- Document excerpt:

Arriving in 1955, Louise was among the first wave of Caribbean women to start training in Britain when there were fewer restrictions on qualifications. However, looking back at her time in the early days of the NHS, she recounted how there seemed to be regulations in place to limit the intake of black women in training schools, and therefore limit the number of black nurses in the NHS. This extended beyond Louise’s observation, as shown in two articles from the Manchester Guardian, both written in 1955. The first, published on 2 March (Historical Newspapers Manchester Libraries), describes an incident whereby which Cefn Coed Mental Hospital in Swansea denied employment to ‘six coloured nurses’. The article states there was an “abdication [of] authority” as the existing nurses at the hospital voted against the employment of the six women, perhaps in fear of immigrant promotion over themselves, though it was claimed that it was to favour local women first. The women were later employed in Birmingham instead, where there was a shortage of nursing staff and a commitment to up to forty student nurses from any part of the Commonwealth, regardless of their background. Mr. David Rhydderch, who was chairman of the management committee of Rubery Hill and Hollymoor Mental Hospitals in Birmingham, said of this incident that “there can be no compromise on the colour bar” and there is no place for such “least of all in nursing.” Similarly another article, dated 19 November, mentions that Storthes Hall Mental Hospital in Yorkshire would not take on black nurses, as they believed that the employment of “foreign nurses [was not] any solution to the problem of under-staffing.”

- Exercise instructions: Write the next part of the passage on Caribbean nurses in 1950s Britain, starting after its last sentence. The records have no connection to the passage on Caribbean nurses in 1950s Britain.

- Excerpted records:
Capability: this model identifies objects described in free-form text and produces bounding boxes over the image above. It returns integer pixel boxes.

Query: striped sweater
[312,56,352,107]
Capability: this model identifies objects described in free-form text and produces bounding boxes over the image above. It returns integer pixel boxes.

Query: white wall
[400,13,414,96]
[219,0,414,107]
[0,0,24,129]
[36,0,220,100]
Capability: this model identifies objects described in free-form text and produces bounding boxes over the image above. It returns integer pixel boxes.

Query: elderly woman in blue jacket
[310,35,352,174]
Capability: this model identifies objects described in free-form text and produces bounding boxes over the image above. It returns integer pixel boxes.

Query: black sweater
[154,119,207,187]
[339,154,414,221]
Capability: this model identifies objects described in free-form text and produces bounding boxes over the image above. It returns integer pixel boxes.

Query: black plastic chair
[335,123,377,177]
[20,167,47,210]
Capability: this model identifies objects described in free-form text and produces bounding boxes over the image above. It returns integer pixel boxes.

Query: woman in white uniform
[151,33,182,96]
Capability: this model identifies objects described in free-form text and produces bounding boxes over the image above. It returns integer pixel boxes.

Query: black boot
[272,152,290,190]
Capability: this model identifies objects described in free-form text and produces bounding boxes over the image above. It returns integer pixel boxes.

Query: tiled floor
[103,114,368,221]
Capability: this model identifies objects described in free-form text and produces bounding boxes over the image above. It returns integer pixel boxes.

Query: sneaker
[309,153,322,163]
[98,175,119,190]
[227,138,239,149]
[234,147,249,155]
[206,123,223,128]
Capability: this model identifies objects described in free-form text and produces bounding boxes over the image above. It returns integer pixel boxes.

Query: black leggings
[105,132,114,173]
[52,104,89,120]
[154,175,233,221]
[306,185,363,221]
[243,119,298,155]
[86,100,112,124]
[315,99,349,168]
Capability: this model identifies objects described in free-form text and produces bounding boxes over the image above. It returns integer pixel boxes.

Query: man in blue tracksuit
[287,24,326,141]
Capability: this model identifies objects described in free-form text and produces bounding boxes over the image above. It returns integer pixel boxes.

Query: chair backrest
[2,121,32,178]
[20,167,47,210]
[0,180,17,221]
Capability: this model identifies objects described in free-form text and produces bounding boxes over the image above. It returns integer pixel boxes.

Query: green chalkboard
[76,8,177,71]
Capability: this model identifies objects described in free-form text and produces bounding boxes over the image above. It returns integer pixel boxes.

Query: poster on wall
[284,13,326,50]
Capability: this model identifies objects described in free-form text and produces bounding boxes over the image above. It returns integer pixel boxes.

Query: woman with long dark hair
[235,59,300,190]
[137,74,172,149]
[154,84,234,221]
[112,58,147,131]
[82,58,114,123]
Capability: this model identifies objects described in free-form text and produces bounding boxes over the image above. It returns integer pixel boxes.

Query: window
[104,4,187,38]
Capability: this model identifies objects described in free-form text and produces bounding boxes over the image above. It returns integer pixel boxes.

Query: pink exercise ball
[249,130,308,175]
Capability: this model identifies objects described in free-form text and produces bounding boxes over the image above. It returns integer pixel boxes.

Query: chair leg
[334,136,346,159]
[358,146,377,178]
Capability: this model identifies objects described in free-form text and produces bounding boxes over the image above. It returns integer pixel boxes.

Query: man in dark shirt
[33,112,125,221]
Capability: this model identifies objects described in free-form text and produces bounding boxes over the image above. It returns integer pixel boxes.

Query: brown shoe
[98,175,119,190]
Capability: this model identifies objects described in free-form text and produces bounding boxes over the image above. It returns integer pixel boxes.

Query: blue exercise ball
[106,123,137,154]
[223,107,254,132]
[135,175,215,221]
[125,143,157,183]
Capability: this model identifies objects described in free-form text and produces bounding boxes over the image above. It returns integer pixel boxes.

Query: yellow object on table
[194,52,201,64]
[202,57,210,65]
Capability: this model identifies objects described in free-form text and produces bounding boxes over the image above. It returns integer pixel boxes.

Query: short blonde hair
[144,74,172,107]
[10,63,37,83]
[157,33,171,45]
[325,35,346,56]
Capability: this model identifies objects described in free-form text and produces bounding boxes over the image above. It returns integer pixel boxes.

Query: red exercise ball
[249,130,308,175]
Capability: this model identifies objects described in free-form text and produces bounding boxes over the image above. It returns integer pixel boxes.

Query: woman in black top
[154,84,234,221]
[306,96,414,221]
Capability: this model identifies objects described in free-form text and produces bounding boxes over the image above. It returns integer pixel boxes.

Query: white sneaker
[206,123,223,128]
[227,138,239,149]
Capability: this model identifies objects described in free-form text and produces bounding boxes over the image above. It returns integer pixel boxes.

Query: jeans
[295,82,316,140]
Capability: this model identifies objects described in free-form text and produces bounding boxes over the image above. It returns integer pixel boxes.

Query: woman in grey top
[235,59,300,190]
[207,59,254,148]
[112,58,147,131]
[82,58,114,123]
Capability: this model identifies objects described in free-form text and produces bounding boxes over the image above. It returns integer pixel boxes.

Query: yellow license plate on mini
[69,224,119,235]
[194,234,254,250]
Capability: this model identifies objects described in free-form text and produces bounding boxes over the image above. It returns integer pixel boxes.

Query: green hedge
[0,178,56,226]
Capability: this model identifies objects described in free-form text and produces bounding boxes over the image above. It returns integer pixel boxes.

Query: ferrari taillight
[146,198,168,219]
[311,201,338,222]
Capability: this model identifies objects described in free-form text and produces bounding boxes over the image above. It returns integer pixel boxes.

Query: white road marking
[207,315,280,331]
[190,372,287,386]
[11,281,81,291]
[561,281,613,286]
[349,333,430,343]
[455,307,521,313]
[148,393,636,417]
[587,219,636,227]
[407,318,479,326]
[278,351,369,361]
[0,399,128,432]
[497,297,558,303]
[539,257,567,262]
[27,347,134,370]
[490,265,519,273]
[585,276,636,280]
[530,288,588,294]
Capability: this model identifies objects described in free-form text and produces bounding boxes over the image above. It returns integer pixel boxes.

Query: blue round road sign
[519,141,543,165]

- Result:
According to Louise, this limitation on black nurses meant that, in later years, she noticed that most of the black women in the NHS were kitchen or cleaning staff, partly because of the educational requirement. While she also says that more black women worked in general nursing as State Enrolled Nurses, with few reaching the status of Sister or manager – Louise was the only black midwife during her training at St. Thomas’ hospital.
Despite the discrimination she and others faced, Louise achieved great success in her nursing career and became committed to the black community in Manchester. Serving on regional Race Relations Board committees in the 1960s and 70s, the discrimination that she experienced inspired her anti-racism campaign which she described as “the commitment to bridge the gap which has led to blacks being treated as inferior.” Her services to nursing was recognised in 1989 with an honorary Master’s degree awarded by the University of Manchester and was later made a MBE in 2005 for her services to the people of Manchester.
The National Health Service is indebted to women like Louise, who travelled thousands of miles from their homes, families and cultures, to train as nurses not long after it was established, at a time when it was struggling to find staff. These women committed their lives to nursing, often doing the hard and dirty work that others would not do (like geriatric and/or psychiatric care) – all the while separated from their loved ones and enduring racism and discrimination – and the NHS is all the better off for it.